--- START Dataset ---
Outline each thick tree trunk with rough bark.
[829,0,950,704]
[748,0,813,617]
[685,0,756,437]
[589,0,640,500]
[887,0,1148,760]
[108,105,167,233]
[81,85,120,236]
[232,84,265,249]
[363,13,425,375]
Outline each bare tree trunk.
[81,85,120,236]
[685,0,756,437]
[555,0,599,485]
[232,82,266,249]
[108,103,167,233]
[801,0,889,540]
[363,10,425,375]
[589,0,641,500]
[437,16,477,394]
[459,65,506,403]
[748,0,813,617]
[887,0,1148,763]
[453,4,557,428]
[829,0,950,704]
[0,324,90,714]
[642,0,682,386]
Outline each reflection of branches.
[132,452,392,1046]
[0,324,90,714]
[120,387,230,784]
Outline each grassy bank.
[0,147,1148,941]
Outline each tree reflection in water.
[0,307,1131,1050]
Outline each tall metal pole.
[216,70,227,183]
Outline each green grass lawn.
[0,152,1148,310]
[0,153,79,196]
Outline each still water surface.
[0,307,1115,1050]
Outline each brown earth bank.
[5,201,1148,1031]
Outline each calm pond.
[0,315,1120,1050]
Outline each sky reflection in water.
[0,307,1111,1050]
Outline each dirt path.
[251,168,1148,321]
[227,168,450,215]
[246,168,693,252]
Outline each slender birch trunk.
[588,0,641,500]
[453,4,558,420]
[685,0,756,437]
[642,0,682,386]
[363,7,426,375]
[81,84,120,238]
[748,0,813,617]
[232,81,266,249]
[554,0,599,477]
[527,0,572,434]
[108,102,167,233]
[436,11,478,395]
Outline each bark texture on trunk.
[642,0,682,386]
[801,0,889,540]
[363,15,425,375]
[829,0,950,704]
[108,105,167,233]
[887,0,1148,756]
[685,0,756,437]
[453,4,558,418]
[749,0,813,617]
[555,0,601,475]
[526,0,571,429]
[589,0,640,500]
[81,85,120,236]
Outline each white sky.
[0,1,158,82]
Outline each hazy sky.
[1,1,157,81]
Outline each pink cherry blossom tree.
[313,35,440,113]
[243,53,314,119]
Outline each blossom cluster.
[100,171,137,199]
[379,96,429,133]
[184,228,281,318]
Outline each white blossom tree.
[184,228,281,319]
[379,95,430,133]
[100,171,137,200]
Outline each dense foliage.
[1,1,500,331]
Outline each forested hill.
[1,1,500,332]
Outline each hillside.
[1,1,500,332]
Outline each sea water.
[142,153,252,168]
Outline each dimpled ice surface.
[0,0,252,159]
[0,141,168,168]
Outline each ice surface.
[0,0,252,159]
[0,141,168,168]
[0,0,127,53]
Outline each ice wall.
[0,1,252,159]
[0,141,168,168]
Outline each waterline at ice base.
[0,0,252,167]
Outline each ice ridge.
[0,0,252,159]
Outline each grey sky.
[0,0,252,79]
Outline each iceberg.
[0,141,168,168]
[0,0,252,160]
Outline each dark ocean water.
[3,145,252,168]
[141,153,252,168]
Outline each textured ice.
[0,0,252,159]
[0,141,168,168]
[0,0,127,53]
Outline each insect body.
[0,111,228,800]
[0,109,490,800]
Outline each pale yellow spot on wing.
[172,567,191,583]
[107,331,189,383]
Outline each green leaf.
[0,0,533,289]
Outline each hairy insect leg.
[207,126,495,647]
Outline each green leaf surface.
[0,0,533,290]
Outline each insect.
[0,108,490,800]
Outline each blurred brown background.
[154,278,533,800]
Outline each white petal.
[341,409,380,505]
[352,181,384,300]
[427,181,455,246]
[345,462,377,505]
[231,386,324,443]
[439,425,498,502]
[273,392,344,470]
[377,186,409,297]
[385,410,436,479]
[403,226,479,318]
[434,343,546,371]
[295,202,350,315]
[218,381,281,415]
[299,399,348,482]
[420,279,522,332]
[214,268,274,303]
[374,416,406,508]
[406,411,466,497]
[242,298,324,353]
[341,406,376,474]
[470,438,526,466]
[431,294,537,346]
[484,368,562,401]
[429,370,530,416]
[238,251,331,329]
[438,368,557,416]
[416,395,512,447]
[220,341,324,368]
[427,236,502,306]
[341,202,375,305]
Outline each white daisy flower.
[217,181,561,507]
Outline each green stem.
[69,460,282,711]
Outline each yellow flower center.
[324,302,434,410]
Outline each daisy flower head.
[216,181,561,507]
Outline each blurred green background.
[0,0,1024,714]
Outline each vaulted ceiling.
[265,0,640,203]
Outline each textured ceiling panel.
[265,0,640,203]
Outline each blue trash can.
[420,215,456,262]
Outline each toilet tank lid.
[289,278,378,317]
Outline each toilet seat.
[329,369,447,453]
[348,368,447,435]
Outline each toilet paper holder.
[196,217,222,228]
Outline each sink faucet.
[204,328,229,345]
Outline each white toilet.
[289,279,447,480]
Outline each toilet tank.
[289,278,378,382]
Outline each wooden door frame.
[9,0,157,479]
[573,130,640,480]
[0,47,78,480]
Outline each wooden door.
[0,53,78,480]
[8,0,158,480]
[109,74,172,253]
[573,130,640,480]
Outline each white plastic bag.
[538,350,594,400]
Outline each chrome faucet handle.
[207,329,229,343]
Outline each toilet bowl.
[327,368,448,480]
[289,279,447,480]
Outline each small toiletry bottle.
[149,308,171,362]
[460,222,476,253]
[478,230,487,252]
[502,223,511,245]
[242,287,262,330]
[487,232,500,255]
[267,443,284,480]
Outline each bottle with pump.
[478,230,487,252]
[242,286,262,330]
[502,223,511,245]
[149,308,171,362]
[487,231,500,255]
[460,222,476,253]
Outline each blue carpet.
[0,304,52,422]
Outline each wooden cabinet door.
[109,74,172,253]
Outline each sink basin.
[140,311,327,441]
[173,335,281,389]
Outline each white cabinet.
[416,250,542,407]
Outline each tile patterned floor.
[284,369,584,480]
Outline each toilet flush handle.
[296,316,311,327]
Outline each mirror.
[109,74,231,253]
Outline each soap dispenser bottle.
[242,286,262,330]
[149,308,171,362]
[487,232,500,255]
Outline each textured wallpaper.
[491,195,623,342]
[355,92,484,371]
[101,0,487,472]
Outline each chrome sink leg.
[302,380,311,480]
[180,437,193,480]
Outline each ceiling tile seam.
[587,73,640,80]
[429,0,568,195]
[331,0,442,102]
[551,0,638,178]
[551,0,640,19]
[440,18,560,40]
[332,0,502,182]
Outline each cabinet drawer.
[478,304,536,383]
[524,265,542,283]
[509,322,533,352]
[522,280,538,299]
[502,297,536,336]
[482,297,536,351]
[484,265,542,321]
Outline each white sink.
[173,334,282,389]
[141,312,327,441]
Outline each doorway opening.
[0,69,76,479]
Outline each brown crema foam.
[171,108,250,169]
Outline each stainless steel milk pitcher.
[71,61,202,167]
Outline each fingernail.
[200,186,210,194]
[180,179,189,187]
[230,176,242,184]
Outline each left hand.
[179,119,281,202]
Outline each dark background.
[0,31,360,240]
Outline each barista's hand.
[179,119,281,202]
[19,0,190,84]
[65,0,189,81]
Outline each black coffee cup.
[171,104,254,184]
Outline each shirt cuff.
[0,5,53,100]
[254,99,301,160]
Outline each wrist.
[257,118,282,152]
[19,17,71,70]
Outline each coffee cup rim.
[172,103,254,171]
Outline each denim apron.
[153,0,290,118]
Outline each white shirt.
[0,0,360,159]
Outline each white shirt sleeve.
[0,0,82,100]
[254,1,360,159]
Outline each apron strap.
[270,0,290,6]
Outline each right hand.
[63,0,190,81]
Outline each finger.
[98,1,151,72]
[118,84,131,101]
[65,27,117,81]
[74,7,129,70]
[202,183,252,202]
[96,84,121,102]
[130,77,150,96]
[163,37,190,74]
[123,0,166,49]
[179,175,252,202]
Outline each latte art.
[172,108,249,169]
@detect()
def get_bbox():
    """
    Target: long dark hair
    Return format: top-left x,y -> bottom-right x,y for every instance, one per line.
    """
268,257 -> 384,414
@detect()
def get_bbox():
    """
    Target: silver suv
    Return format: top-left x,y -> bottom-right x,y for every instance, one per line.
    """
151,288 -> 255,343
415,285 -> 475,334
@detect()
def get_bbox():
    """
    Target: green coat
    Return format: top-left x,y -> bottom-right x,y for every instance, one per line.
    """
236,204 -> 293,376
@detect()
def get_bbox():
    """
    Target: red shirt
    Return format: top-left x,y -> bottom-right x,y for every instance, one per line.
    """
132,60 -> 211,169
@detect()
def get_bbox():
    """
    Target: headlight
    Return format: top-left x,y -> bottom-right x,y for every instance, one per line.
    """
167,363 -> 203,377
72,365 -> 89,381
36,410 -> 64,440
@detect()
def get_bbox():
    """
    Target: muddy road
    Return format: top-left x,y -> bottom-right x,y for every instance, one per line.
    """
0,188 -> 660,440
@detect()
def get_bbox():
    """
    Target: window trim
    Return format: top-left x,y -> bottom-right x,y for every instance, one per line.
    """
--- END Dataset ---
## Exercise
Copy out the data above from the line with "Outline each latte art." up to and including the line with "36,410 -> 64,440", keeping every line, requests included, and shift each bounding-box coordinate by adding 92 to it.

## Expected answer
Outline each latte art.
[264,200,341,261]
@detect()
def get_bbox():
    """
    Target: long dark hair
    Return format: top-left x,y -> bottom-right x,y for every instance, one per line.
    """
360,349 -> 476,506
@detect()
def get_bbox():
    """
    Target: silver suv
    Return format: top-left x,y -> bottom-right x,y for every instance, one per line.
    """
243,380 -> 347,435
507,377 -> 567,426
@detect()
def get_bbox():
    """
    Target: green coat
    Return format: top-left x,y -> bottom-right x,y for every instance, one per line.
    """
328,296 -> 385,468
@detect()
def get_bbox():
    """
    Target: red shirt
    Return format: top-left x,y -> bottom-right x,y for every instance, one per line.
    """
224,152 -> 303,261
@detect()
def get_bbox():
    """
    Target: headlight
    Return format: top-left x,y -> bottom-right x,y for every instance, one per line.
    """
259,455 -> 295,469
164,457 -> 181,473
128,502 -> 156,532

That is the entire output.